* EXERCISE REQUIREMENTS:
Can you transcribe the Moscow speedcubing thread word for word, from "## D-Faze (Jan 11, 2011)" to "meeting in Moscow!"?

# Speedcubing Meetings in Moscow (Russia)!



## Cubemir (Jan 4, 2011)

Here we will post videos from our speedcubing meetings in Moscow!

We have WCA competitions not very often so far, so we make unofficial meetings in Moscow almost every week. Also there are meetings in other Russian cities.

There were 51 meetings in Moscow In 2010!

Here is the video of our 96th Moscow speedcubing meeting 03.01.11






Thanks to Ivan Makachev for making this video!

Enjoy!


----------



## Tim Major (Jan 4, 2011)

That video was very well made, awesome to watch :tu
I like Santa the magician 
Your meetups look like a lot of fun. Pity Breandan's Nperm only works for him


----------



## ariasamie (Jan 4, 2011)

It was edited very well and it was fun too watch.
I liked it!


----------



## D-Faze (Jan 6, 2011)

Some videos of other meetings
















Russian yo-yo contest 2010 (unofficial competition)


----------



## D-Faze (Jan 11, 2011)




----------



## D-Faze (Jan 18, 2011)

*100th anniversary of speedcubing meetings in Moscow*

This saturday we celebrated the 100th meeting in Moscow!

Here is the video, that I highly recommend you to watch, because I worked on it at least for two days...


----------



## Zane_C (Jan 18, 2011)

Nice video. :tu
I don't think I'd call it an anniversary though.


----------



## D-Faze (Jan 18, 2011)

Zane_C said:


> Nice video. :tu
> I don't think I'd call it an anniversary though.


 
Maybe, but I don't know how to call it, then. Anyway, I can't rename the post's title now...


----------



## Gaétan Guimond (Jan 18, 2011)

* ENTRIES:
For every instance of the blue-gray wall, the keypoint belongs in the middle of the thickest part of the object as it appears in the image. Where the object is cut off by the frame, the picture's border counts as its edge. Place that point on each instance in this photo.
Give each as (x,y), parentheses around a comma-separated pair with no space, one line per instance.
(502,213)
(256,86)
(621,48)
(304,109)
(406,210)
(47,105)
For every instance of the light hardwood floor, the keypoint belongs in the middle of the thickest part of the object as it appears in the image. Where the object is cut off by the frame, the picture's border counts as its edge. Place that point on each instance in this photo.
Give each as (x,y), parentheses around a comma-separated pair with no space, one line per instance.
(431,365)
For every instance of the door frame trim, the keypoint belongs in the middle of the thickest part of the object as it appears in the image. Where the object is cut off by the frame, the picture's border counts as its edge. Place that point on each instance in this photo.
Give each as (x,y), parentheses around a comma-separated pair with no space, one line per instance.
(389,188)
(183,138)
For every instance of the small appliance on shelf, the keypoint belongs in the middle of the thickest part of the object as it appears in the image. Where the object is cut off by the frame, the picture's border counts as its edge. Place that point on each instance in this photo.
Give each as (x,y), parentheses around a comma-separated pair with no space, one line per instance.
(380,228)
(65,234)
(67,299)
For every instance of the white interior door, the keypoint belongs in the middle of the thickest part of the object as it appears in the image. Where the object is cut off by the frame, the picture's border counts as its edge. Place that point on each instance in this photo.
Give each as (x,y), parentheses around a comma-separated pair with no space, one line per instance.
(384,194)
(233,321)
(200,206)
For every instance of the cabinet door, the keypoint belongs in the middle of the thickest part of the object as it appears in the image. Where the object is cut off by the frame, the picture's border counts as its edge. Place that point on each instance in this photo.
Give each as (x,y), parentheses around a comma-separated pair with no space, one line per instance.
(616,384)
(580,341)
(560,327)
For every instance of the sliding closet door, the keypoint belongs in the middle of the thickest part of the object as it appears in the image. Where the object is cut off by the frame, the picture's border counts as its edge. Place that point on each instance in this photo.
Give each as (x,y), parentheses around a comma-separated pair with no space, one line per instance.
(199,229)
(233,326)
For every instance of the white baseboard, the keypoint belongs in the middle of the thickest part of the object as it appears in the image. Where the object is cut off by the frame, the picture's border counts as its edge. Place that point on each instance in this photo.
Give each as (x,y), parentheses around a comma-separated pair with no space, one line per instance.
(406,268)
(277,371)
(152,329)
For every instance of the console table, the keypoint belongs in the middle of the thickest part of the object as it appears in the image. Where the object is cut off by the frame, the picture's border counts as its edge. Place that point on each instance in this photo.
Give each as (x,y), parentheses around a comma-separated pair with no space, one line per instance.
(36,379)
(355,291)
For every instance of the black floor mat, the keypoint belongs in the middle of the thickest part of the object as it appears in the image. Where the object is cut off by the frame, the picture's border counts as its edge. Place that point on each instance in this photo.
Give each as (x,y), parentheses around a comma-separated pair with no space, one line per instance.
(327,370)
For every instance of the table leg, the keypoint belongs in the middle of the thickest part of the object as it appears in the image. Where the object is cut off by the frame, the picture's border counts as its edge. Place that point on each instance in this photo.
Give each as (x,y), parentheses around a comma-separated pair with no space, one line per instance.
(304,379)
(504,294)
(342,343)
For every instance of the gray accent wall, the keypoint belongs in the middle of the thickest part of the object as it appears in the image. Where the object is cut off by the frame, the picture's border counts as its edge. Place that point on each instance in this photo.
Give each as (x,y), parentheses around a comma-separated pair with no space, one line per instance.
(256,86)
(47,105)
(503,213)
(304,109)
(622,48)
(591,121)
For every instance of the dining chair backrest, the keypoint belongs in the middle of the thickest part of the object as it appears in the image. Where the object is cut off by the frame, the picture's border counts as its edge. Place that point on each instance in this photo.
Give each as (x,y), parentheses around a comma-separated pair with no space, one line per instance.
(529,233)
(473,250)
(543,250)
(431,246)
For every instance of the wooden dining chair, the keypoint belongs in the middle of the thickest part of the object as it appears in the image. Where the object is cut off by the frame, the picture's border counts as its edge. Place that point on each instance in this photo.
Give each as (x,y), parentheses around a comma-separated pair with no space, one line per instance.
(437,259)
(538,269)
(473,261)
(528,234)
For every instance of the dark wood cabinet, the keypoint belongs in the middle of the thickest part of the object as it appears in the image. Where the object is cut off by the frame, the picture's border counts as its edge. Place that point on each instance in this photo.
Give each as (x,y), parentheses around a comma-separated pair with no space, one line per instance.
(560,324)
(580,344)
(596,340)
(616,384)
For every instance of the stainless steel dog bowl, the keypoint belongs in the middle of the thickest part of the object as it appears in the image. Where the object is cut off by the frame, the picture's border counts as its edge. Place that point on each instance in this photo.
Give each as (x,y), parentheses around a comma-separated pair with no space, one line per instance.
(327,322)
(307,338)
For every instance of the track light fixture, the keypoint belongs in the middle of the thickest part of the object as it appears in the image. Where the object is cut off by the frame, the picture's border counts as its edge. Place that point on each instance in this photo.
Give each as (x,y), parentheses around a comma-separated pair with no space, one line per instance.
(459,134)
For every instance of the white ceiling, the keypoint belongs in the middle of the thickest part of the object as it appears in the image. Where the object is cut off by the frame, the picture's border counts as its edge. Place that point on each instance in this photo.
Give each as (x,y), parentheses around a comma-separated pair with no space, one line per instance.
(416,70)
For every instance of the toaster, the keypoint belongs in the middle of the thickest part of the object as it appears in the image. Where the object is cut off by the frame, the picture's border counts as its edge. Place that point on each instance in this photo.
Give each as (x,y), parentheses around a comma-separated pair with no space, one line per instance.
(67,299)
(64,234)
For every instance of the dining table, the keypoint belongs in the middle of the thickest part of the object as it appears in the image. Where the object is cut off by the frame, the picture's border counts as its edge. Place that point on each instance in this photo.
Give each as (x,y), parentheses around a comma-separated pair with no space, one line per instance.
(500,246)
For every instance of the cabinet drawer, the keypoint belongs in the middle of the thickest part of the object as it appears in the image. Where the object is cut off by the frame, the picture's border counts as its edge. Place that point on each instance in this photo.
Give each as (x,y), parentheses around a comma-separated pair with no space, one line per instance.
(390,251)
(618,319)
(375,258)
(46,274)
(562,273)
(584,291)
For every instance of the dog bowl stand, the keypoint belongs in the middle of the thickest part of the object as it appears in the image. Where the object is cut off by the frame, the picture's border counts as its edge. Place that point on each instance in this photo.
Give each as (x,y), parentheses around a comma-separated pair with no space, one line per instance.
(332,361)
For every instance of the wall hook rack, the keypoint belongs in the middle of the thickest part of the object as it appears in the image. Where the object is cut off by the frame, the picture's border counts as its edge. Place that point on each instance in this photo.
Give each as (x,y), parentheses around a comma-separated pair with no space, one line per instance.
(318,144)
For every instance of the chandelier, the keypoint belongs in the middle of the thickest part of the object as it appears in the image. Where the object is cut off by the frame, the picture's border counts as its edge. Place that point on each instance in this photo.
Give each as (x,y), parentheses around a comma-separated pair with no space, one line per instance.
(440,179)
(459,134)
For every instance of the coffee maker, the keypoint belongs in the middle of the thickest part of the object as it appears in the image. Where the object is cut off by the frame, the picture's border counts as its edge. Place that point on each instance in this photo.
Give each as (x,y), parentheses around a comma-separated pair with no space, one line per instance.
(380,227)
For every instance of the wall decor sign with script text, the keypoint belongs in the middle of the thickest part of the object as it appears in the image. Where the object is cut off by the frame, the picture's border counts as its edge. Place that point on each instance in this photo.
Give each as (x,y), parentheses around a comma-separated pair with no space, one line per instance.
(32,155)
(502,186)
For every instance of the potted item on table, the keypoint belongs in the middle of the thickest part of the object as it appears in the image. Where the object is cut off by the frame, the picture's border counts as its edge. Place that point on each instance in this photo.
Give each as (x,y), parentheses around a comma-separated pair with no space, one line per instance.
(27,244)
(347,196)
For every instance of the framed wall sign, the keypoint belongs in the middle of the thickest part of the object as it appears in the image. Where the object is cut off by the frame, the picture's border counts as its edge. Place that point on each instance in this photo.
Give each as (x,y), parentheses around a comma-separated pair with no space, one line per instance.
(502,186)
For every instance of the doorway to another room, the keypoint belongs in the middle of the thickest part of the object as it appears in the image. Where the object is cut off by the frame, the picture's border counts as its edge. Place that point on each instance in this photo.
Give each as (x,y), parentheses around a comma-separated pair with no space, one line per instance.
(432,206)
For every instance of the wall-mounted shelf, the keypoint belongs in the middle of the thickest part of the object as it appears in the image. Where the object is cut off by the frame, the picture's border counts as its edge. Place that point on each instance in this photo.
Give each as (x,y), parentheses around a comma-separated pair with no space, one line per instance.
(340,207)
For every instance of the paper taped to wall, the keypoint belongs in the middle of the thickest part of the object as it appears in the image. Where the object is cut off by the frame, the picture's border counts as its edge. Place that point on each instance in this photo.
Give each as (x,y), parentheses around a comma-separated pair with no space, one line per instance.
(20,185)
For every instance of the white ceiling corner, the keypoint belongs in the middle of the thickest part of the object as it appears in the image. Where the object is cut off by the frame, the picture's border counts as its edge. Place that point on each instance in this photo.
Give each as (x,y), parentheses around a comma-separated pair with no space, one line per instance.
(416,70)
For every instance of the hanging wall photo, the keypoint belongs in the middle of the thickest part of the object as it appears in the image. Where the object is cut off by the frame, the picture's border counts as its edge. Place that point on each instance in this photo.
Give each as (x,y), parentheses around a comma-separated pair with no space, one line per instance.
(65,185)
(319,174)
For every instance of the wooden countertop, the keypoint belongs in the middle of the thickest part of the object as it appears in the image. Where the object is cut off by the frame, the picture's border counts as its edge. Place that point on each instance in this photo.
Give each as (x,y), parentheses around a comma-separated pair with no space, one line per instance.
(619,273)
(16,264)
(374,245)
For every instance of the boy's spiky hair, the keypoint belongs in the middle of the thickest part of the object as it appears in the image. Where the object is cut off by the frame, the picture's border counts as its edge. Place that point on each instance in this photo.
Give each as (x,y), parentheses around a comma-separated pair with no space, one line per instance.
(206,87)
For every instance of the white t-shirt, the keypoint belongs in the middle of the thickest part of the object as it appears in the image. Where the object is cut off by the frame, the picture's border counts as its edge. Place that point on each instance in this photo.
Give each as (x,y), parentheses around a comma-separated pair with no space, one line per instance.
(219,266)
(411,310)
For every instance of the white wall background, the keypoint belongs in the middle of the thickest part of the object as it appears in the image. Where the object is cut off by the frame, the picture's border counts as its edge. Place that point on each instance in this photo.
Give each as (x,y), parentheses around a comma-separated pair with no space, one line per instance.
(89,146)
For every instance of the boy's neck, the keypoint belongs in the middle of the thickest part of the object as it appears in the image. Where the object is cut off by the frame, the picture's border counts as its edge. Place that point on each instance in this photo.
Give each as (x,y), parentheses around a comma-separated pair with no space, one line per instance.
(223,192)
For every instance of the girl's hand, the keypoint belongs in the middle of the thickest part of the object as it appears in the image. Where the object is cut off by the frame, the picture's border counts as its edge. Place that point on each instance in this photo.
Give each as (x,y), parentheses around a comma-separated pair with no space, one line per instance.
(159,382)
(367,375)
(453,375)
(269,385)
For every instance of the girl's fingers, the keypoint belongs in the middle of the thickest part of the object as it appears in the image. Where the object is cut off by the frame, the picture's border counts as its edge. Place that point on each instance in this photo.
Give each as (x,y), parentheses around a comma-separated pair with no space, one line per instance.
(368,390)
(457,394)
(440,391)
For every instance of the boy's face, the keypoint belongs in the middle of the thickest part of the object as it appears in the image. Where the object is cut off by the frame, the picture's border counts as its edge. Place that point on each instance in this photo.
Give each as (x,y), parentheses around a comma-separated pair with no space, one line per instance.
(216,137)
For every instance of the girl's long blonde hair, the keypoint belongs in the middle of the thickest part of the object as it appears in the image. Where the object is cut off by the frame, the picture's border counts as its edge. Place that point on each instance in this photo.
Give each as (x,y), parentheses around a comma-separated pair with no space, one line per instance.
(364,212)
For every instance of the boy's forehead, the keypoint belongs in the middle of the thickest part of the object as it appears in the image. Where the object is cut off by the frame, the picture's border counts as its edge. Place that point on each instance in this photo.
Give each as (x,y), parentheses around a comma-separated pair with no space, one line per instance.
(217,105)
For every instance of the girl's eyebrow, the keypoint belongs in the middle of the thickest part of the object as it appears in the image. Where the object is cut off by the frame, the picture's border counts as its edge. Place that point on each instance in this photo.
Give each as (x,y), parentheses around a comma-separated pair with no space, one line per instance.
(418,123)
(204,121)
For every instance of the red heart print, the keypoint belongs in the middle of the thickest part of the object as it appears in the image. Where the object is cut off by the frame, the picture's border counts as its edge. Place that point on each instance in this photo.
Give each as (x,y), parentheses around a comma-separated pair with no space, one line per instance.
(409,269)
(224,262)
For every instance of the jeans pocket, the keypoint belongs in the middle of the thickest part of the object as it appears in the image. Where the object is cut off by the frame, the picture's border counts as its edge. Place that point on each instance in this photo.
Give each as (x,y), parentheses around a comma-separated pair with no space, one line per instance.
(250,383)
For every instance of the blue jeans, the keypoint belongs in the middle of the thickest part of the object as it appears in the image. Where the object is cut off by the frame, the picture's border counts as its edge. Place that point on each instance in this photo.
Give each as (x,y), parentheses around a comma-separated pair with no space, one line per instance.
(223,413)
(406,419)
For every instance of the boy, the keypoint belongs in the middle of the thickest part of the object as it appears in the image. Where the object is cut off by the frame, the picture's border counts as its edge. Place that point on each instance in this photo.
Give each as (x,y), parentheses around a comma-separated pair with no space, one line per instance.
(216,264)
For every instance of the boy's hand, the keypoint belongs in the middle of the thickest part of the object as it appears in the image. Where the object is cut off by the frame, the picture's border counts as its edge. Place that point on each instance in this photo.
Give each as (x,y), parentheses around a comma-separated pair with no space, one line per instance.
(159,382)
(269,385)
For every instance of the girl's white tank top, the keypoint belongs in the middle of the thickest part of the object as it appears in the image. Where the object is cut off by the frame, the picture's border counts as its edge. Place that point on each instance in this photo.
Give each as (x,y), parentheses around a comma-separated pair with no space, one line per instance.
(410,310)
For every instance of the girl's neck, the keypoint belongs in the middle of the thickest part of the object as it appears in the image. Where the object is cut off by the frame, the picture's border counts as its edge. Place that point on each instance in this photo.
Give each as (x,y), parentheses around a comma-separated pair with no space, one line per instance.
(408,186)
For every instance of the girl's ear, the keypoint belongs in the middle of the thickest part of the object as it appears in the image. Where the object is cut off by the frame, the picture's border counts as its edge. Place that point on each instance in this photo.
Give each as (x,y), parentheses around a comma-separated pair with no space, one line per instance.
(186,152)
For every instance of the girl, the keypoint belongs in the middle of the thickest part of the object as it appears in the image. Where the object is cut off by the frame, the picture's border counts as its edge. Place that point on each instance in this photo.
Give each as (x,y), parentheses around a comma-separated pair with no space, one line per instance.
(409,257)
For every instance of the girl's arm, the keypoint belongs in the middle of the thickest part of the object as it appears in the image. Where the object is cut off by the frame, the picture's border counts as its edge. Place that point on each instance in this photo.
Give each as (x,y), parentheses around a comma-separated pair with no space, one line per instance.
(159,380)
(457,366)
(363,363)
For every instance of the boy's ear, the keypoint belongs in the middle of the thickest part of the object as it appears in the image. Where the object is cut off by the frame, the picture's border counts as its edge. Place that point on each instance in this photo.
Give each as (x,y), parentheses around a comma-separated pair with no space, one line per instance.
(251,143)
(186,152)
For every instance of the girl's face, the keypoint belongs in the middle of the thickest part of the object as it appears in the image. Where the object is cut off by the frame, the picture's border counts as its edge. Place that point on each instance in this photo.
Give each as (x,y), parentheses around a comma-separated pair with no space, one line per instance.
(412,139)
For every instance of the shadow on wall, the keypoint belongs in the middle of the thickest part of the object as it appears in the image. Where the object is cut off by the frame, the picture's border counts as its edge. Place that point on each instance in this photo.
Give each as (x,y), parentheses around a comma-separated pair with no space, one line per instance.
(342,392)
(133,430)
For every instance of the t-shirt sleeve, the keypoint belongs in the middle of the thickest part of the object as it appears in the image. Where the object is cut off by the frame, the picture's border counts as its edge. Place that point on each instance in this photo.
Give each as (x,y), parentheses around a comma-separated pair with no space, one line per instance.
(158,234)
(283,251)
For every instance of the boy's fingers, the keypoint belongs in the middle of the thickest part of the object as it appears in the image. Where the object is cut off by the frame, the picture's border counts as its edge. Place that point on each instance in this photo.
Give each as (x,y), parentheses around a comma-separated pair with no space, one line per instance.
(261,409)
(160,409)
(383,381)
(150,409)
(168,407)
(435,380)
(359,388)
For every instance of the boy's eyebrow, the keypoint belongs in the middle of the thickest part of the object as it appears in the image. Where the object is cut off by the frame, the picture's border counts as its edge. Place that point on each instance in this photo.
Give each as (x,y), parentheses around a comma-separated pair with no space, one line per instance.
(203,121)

* RESULT OF THIS TASK:
## D-Faze (Jan 11, 2011)




----------



## D-Faze (Jan 18, 2011)

*100th anniversary of speedcubing meetings in Moscow*

This saturday we celebrated the 100th meeting in Moscow!